▶ _PROBLEM TO WORK ON_
Could you update the records from the line holding "Please mark the police uniform, one" through the end of the records, inclusive, replacing "sedan" with "coupe", leaving all else unchanged, and return only those lines?

☆ ☆ ☆

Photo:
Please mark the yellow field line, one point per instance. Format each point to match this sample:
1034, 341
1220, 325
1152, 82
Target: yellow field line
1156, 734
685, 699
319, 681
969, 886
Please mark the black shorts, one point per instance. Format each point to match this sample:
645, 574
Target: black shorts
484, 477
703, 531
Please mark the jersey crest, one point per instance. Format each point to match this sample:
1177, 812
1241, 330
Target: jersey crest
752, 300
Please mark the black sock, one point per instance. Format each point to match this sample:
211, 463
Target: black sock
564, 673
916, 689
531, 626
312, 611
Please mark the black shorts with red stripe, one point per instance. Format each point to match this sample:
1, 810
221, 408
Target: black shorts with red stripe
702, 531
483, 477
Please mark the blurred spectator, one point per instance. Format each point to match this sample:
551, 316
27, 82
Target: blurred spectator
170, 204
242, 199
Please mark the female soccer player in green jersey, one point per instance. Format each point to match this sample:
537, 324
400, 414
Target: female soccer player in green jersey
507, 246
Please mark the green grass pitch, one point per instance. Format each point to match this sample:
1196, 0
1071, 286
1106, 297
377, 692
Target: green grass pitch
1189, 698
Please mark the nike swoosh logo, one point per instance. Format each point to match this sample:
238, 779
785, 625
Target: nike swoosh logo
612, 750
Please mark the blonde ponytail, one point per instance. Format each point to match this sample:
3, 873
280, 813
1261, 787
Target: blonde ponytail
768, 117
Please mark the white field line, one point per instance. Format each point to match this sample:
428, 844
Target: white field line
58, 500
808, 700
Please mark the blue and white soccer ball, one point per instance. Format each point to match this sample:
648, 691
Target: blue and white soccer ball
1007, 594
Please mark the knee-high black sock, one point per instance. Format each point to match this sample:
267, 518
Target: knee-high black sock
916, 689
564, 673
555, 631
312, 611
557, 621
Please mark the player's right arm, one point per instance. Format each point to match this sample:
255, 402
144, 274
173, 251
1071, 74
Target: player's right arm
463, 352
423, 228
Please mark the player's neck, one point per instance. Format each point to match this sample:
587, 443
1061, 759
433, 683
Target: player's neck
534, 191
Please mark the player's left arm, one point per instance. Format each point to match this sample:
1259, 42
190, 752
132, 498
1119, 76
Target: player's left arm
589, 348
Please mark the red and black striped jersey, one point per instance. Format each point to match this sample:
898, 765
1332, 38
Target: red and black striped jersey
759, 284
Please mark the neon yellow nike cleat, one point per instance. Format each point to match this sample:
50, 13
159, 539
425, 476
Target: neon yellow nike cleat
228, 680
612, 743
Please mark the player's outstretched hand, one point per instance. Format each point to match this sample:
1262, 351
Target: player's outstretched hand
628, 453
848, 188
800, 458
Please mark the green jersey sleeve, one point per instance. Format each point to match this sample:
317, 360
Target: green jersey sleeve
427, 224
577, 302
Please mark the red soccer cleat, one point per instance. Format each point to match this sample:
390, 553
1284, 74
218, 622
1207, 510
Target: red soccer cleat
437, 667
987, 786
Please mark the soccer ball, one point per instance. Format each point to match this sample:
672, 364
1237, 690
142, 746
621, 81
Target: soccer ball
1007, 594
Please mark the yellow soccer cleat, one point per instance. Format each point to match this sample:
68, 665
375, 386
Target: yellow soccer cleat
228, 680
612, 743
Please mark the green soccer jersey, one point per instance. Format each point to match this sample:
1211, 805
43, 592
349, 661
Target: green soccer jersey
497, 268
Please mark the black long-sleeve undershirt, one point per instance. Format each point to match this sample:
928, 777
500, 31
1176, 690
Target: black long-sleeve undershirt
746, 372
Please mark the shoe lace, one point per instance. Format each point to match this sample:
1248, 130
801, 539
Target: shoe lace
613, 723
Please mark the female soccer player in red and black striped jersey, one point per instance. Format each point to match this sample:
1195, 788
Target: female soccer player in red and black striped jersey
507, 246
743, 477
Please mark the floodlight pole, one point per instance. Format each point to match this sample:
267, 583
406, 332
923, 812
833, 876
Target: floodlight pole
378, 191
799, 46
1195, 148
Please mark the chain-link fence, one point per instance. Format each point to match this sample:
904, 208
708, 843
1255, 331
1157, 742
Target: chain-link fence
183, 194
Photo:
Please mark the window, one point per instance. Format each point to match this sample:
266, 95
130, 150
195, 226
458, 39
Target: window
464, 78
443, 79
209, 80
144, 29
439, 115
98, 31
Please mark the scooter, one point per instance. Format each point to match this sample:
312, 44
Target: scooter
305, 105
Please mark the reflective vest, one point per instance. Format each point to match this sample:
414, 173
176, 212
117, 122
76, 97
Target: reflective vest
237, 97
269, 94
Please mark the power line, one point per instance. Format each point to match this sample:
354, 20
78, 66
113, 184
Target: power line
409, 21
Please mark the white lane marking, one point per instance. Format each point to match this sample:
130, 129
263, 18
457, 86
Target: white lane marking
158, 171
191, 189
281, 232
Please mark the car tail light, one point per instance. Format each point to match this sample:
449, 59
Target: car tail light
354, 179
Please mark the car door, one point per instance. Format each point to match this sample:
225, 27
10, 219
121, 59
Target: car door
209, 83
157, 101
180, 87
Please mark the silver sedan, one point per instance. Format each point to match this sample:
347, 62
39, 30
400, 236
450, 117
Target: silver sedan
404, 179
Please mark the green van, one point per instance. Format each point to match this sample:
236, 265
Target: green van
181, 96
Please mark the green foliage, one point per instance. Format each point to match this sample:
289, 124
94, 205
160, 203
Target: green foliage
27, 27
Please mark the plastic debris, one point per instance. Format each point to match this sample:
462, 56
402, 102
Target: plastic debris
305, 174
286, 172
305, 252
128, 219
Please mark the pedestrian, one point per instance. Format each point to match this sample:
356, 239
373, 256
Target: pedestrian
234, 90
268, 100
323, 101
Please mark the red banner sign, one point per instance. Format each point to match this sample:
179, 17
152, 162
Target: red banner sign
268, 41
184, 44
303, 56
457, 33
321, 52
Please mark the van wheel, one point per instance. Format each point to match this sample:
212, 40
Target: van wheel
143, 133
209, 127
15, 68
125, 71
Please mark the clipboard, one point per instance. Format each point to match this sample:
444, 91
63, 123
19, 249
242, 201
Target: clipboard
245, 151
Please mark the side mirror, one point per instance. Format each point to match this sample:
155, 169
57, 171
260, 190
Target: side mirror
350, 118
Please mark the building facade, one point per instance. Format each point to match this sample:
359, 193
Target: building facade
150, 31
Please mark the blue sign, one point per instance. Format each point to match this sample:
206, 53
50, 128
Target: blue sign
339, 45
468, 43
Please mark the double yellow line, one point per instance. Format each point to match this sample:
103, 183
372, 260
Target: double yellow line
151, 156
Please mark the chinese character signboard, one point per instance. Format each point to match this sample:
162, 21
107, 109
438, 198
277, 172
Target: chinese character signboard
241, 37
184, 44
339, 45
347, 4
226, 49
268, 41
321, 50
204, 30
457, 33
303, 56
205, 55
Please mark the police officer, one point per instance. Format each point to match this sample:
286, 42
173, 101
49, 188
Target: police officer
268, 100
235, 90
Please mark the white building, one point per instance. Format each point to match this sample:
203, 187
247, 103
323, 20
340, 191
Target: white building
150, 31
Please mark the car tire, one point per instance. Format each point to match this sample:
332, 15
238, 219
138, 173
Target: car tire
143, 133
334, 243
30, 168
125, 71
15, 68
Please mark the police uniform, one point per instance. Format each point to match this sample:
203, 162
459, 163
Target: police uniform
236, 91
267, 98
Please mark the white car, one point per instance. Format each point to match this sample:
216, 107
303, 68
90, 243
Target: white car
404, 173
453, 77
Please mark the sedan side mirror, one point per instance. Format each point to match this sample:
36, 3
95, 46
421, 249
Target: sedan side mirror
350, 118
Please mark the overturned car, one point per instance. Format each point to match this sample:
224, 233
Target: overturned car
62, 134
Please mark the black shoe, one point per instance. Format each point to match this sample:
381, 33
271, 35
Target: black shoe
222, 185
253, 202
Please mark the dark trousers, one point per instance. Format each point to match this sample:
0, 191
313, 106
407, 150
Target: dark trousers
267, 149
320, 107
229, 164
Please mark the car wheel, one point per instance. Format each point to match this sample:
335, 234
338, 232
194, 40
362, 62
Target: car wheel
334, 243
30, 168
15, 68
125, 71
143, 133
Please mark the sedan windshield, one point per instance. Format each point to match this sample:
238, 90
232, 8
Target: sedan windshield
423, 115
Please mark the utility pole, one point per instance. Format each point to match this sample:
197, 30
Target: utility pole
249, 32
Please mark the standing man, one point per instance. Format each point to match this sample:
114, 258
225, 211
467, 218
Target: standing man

☆ ☆ ☆

▶ _FULL RESPONSE_
Please mark the police uniform, one point per instance. Format each point to match this sample:
203, 162
459, 163
Target: police uniform
236, 91
267, 98
Please mark the white car, one point per instance. Format each point to match this sample:
216, 107
303, 68
90, 243
Target: white car
404, 173
453, 77
Please mark the coupe side mirror, one point per instance. Format each point to match this sample:
36, 3
95, 46
421, 249
Target: coupe side mirror
350, 118
Please mark the overturned car, one point per instance. Format each point to match this sample:
224, 233
Target: overturned car
62, 134
Please mark the black shoe, one point per instance. Format each point to match this sample:
381, 33
271, 35
Target: black shoe
222, 185
253, 202
Please mark the dark trousers, one point per instance. Format each point to match this sample:
0, 191
313, 106
407, 150
Target: dark trousers
267, 149
320, 107
229, 164
Please mark the car wheel, one point per instance. Format each point to match this sample:
335, 234
338, 232
194, 40
362, 62
Target: car wheel
334, 243
30, 168
15, 68
125, 71
143, 133
Please mark the coupe windshield, one point per instance. Format each point to match this sample:
238, 90
232, 8
Target: coupe windshield
423, 115
Please mark the utility pole, one point per instance. Format each point to match this sample:
197, 30
Target: utility pole
249, 32
Please mark the standing man, one point per instance. Format each point to match this sample:
114, 258
225, 211
467, 218
Target: standing man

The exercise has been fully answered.